**Текст для чтения:**
^^^^

- Ваши любимые книги?
На вопрос литературного эмигрантского журнала «Своими путями» Марина Цветаева отвечала, как всегда, дерзко:
- Те, с которыми сожгут!
Книг она назвала три: «Илиаду», «Песнь о Нибелунгах» и «Слово о полку Игореве».
Образами «Слова», мотивами его, отзвуками наполнены и ее стихи, и ее проза.
Время Поэта, по Цветаевой, – это вся история. «От князя Игоря – до Ленина». Пушкин дорог ей не только как великий поэт и как великий знаток своей современности, но и как первый защитник подлинности новооткрытого тогда «Слова о полку Игореве».
«Поэт – очевидец всех времен в истории», - любила повторять Цветаева. Внутри истории Цветаева передвигалась совершенно свободно, паря в разных эпохах и пространствах. Уходя во времена седой древности и становясь Ярославной, героиней древнерусских легенд и сказаний («Царь-Девица»), Мариной Мнишек – самозванкой поры Великой смуты на Руси, чернокнижницей, Учеником, познающим «час ученичества», Острожником, связанным с Конвойным одной подорожной.
В бытии и биографии Цветаевой потрясает и пронзает постижение истории как высокой трагедии.
Русский фольклор, устное народное творчество, русская поэтическая речь, начиная со «Слова о полку Игореве», кончая лирикой XX века, воспринимались Цветаевой на музыкальном уровне – всегда в трагическом ключе, а «Слово о полку Игореве» особенно – как трагический плач о гибели русских воинов, о великих ошибках, за которые расплачиваются великой кровью.
От фольклора Цветаева возьмет непривычную для поэзии XX века высоту тембра, речи, звука, голоса. Ее лирика – крик, чтобы докричаться, плач, вопль русских воплениц. Крик, не услышанный и не понятый массовым сознанием, несмотря на попытку поэта прорваться сквозь барьер глухоты.
Предчувствие собственной трагической судьбы – в неодолимых, часто кошмарных, обвальных снах. Сны подробны, сюжетны, не стираются из памяти, и Цветаева их внима-тельно записывает, делится своими снами с собеседниками, рассказывает о них в письмах.
Письмо семнадцатилетней Марины другу семьи, литератору и критику Эллису. 1909 год. Еще благополучная семья, хотя в сердце боль о матери, рано ушедшей из жизни. Но бодр и энергичен отец, дом живет полной жизнью.
Во сне Марина видит Париж. Совсем не тот, где она провела счастливые дни своей жизни, слушая лекции в Сорбоннском университете и отдаваясь незабываемым впечатлениям в театре, где она видела Сару Бернар.

^^^^

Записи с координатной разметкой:
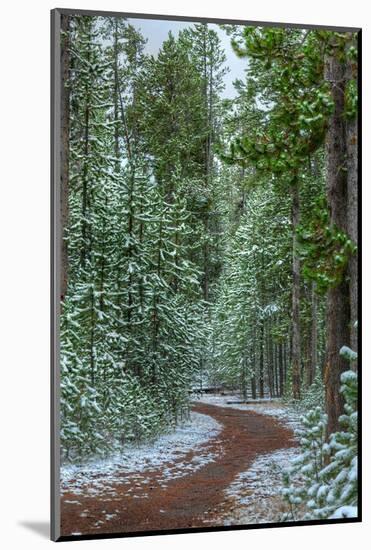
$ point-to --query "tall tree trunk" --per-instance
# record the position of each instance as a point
(296, 348)
(281, 369)
(338, 307)
(261, 361)
(65, 146)
(313, 336)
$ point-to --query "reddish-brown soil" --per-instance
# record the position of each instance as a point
(195, 500)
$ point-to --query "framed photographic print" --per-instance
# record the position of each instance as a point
(205, 317)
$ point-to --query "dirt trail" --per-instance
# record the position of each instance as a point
(195, 500)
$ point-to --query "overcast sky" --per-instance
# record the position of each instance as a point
(156, 31)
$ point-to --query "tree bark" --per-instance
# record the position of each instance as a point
(352, 189)
(313, 336)
(338, 308)
(65, 146)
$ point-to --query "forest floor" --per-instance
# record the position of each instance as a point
(226, 471)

^^^^

**Задания к упражнению:**
a) Ответьте на вопросы по тексту о Цветаевой.
(i) Какие три книги Цветаева назвала в ответе журналу «Своими путями»?
(ii) Чем, кроме того что он великий поэт и великий знаток своей современности, Пушкин дорог Цветаевой?
(iii) Какой город Марина видит во сне?
b) Покажите все строки записей, в которых встречается слово «tree».

**Ответы к заданиям:**
a)
(i) «Илиаду», «Песнь о Нибелунгах» и «Слово о полку Игореве».
(ii) Пушкин дорог ей как первый защитник подлинности новооткрытого тогда «Слова о полку Игореве».
(iii) Париж.

b)
$ point-to --query "tall tree trunk" --per-instance
$ point-to --query "tree bark" --per-instance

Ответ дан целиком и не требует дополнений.